*Textausschnitt*
:::::

Jedoch begründen nur Umstände, welche die Interessen von Mitgliedern einer Berufsgruppe "in spezifischer Weise" durch eine straßenpolizeiliche Verordnung berührt erscheinen lassen, die Anhörungspflicht gemäß §94f Abs1 StVO 1960 (vgl. VfSlg. 14051/1995, 14439/1996).

       Eine solche "spezifische Interessenbetroffenheit" der

Berufsgruppe der Rechtsanwälte etwa, welche die Anhörung der

zuständigen Rechtsanwaltskammer vor Verordnungserlassung erforderlich

machte, nahm der Verfassungsgerichtshof in VfSlg. 9818/1983 im

Hinblick auf eine Halteverbotsverordnung vor dem Wiener Justizpalast

"mit Rücksicht auf den Bestimmungszweck des Justizpalastes und

angesichts der dort gegebenen örtlichen Verhältnisse" an. Ebenso sah

er die Interessen der Rechtsanwälte durch eine Kurzparkzone in

Innsbruck "vor einem ... zahlreiche Justizbehörden beherbergenden

(zentralgelegenen) Gebäude" in spezifischer Weise berührt, "weil

angesichts der ... gegebenen örtlichen Verhältnisse die beruflichen

Interessen der Rechtsanwälte im allgemeinen berührt" waren .

:::::

*Aufgabe 1*
Wie lässt sich der Textausschnitt in zwei Sätzen zusammenfassen?

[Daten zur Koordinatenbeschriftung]

:::::

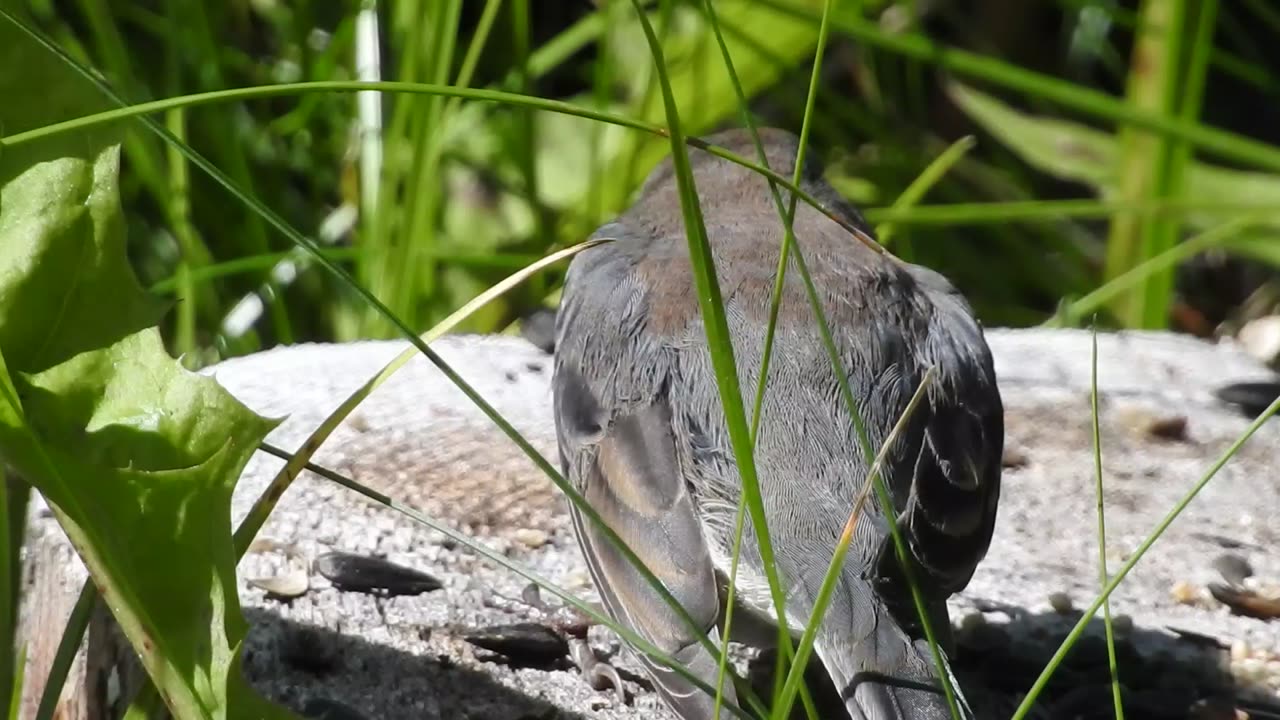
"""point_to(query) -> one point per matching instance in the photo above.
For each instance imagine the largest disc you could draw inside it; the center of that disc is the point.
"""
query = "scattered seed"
(1240, 650)
(291, 584)
(1185, 593)
(528, 643)
(1014, 459)
(1246, 602)
(1171, 428)
(599, 675)
(374, 575)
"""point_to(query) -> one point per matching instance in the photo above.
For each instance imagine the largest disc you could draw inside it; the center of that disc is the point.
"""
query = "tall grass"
(451, 192)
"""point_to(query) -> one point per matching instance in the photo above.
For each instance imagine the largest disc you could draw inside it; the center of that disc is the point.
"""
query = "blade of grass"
(501, 559)
(1073, 313)
(786, 215)
(444, 368)
(142, 109)
(1102, 524)
(65, 654)
(261, 509)
(786, 654)
(922, 183)
(1226, 145)
(1146, 171)
(1047, 210)
(1038, 686)
(502, 260)
(846, 536)
(716, 328)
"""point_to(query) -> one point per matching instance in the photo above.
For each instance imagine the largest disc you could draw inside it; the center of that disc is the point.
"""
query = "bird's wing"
(954, 470)
(617, 449)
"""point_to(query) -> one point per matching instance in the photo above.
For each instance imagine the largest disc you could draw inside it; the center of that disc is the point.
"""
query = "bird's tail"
(895, 680)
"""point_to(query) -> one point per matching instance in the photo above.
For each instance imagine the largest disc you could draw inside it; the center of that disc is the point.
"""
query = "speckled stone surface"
(420, 441)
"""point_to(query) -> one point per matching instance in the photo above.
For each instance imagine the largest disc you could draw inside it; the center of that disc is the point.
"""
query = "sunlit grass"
(397, 278)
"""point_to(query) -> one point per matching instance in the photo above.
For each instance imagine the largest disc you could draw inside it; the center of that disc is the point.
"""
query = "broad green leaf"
(1078, 153)
(136, 455)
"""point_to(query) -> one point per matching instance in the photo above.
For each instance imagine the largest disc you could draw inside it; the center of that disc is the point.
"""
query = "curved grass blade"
(444, 368)
(73, 632)
(273, 492)
(501, 559)
(1069, 642)
(1091, 302)
(1102, 524)
(714, 323)
(922, 183)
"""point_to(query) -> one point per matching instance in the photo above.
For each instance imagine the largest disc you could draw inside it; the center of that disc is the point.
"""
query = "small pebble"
(1233, 568)
(293, 583)
(524, 642)
(1185, 593)
(530, 537)
(1240, 650)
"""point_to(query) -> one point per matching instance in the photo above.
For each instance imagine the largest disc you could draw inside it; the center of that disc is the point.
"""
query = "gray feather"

:::::

*Aufgabe 2*
Welche Zeilen der Einträge enthalten die Zeichenfolge "grass"? Gib jede dieser Zeilen wieder, wobei Groß- und Kleinschreibung zählt.

*Vollständige Ausgabe 1*
Die Anhörungspflicht nach §94f Abs1 StVO 1960 wird nur durch Umstände begründet, welche die Interessen von Mitgliedern einer Berufsgruppe durch eine straßenpolizeiliche Verordnung in spezifischer Weise berührt erscheinen lassen. Eine solche spezifische Interessenbetroffenheit der Rechtsanwälte nahm der Verfassungsgerichtshof etwa bei einer Halteverbotsverordnung vor dem Wiener Justizpalast und bei einer Kurzparkzone in Innsbruck vor einem zahlreiche Justizbehörden beherbergenden Gebäude an.

*Vollständige Ausgabe 2*
query = "tall grass"
query = "blade of grass"
query = "sunlit grass"
query = "curved grass blade"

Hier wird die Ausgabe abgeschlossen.